[Records from a data collection]
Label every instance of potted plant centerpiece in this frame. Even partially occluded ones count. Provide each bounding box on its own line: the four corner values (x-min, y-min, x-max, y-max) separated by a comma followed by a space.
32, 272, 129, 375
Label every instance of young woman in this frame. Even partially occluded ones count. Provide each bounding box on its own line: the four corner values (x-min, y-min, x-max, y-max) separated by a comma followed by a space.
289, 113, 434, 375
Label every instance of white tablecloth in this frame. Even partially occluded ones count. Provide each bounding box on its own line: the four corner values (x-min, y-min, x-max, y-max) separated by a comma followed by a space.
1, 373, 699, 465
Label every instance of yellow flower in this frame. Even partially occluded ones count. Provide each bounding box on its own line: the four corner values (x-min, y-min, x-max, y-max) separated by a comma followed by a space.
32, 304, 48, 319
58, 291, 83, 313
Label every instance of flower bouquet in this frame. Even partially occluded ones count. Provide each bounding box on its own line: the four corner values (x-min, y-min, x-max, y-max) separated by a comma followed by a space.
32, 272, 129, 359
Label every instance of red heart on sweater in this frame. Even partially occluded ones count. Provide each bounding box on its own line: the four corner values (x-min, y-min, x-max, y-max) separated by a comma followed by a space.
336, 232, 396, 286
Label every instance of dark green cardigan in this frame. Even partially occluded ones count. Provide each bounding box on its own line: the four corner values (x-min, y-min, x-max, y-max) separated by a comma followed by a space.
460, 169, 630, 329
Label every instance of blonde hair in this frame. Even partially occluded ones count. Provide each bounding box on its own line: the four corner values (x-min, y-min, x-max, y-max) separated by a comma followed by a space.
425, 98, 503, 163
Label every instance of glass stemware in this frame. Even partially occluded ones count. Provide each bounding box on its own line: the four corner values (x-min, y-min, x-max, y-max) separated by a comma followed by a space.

_WHAT THIS TASK INVOLVES:_
Each of the lines from the one that contains "Label every instance of dark" through the last line of the data needs to be repeated exactly, with no others.

_WRITTEN SOLUTION:_
Label every instance of dark green cardigan in this frame. Even partially occluded ones count. Provide each bounding box on its own line: the four corner values (x-min, y-min, x-max, y-max) separated by a comma followed by a space.
460, 169, 630, 329
Label every instance of blonde hair in this frame. Even partially occluded ones count. Provide each bounding box on its own line: the four corner values (x-min, y-min, x-max, y-max) separated by a comma followed by a space.
425, 98, 503, 163
Label every instance of glass stemware in this frame. Even partially occluded ones count. Provide each bounding box on its own line: the four corner values (x-min, y-min, x-max, y-max) separated by a comma followed by a space.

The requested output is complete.